━━ Available records

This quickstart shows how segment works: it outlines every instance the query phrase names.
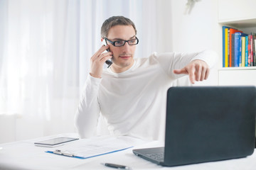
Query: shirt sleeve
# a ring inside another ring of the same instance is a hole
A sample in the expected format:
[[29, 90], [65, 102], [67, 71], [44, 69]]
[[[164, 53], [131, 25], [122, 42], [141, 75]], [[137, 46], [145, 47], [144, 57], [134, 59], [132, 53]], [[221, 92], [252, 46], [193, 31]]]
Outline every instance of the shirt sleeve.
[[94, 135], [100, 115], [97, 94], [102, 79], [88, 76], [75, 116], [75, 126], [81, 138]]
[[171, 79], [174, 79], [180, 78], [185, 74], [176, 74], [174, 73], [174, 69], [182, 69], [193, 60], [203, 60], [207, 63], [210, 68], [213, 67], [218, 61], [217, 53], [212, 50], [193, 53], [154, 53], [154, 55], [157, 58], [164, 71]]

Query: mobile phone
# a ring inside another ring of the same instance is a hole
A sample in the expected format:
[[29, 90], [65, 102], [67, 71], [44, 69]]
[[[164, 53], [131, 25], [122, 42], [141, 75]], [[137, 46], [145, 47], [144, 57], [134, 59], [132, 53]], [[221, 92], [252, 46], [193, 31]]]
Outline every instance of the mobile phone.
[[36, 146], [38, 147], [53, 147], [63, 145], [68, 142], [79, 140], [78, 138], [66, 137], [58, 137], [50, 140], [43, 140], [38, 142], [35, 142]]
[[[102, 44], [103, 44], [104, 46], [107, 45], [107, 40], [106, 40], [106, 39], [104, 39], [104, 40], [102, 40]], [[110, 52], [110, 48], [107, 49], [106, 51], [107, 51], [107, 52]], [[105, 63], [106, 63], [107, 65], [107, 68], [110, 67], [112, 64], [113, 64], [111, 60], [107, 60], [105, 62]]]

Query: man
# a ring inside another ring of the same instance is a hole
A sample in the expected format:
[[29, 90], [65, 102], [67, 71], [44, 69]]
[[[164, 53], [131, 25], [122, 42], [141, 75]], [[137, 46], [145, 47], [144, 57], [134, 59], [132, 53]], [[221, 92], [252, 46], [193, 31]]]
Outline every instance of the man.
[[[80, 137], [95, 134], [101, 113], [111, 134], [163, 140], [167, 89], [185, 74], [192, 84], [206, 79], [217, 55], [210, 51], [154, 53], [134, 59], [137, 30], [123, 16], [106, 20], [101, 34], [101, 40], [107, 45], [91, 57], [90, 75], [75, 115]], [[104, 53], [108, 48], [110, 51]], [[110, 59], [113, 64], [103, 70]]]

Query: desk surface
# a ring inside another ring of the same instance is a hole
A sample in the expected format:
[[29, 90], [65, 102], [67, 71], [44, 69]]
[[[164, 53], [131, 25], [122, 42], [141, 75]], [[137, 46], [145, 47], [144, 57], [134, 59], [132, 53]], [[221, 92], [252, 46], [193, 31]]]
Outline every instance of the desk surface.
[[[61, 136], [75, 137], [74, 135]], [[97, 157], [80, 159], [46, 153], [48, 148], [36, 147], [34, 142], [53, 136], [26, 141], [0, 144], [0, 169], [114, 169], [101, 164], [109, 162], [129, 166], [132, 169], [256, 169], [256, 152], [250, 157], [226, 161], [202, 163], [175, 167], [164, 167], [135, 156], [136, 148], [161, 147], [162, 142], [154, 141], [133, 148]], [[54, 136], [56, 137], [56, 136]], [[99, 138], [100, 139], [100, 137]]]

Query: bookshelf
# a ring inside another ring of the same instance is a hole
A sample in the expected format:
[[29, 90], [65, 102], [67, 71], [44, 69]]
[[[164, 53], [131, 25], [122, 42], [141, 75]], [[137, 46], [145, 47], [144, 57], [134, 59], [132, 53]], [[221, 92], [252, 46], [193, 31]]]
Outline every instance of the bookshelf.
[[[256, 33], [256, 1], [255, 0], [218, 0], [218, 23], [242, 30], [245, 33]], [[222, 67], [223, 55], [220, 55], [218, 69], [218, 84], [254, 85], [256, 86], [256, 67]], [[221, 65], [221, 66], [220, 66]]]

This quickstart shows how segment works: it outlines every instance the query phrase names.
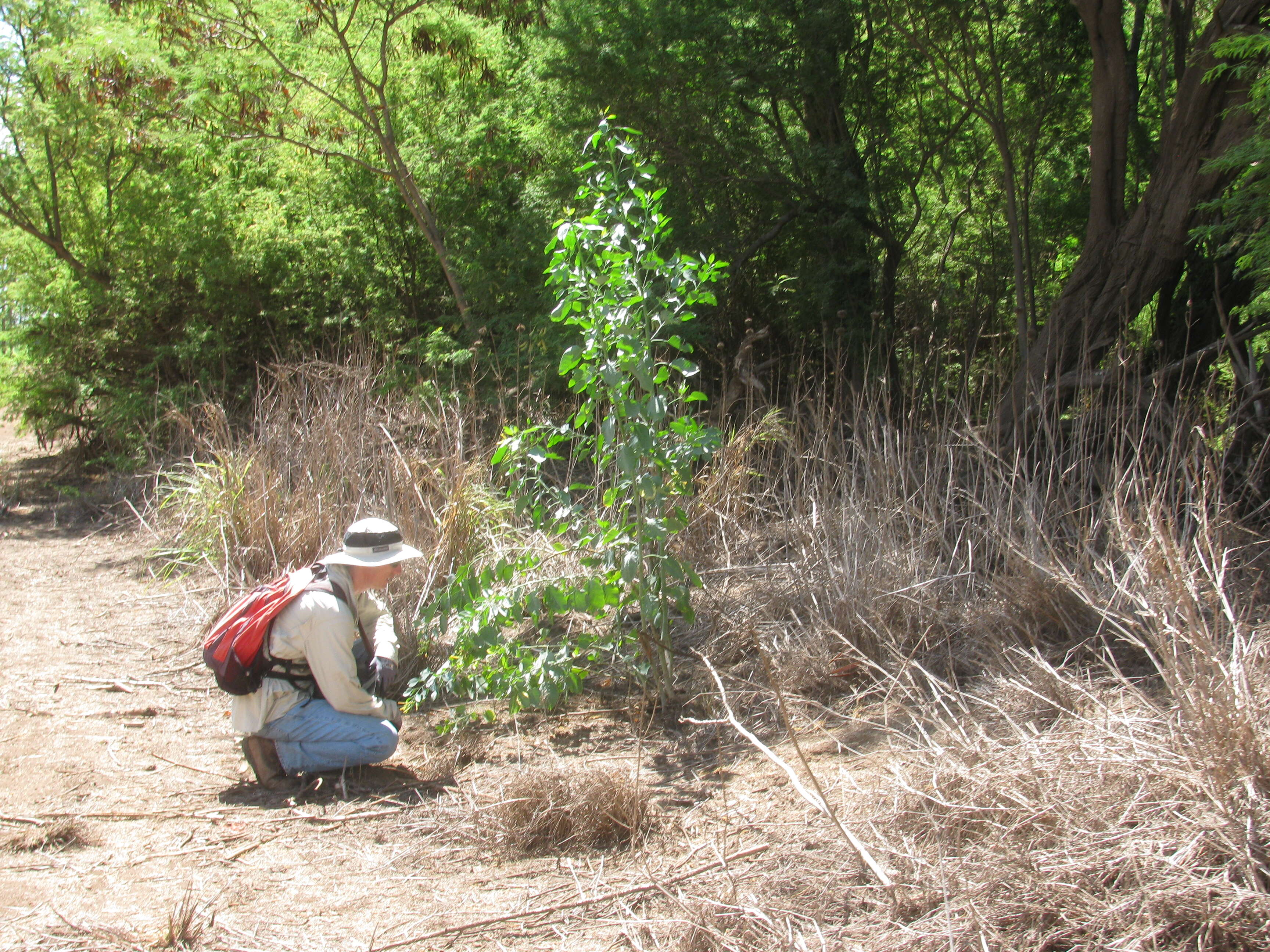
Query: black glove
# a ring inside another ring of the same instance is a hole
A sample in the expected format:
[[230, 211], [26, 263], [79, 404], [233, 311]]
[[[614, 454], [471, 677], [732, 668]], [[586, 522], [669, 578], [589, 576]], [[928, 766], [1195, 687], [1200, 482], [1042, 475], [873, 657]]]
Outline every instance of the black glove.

━━━━

**What is asked:** Duplicate the lines above from the line with "Query: bookshelf" to the line with "66], [220, 66]]]", both included.

**Result:**
Query: bookshelf
# a ring inside another ring of the same instance is a hole
A sample in the expected format:
[[29, 90], [65, 102], [67, 71], [44, 69]]
[[[164, 53], [131, 25], [122, 42], [141, 75]], [[137, 46], [145, 47], [144, 57], [134, 59], [132, 53]], [[221, 92], [252, 46], [193, 31]]]
Outline every instance of the bookshelf.
[[[256, 33], [256, 1], [255, 0], [218, 0], [218, 23], [242, 30], [245, 33]], [[222, 67], [223, 55], [220, 55], [218, 69], [218, 84], [254, 85], [256, 86], [256, 67]], [[221, 65], [221, 66], [220, 66]]]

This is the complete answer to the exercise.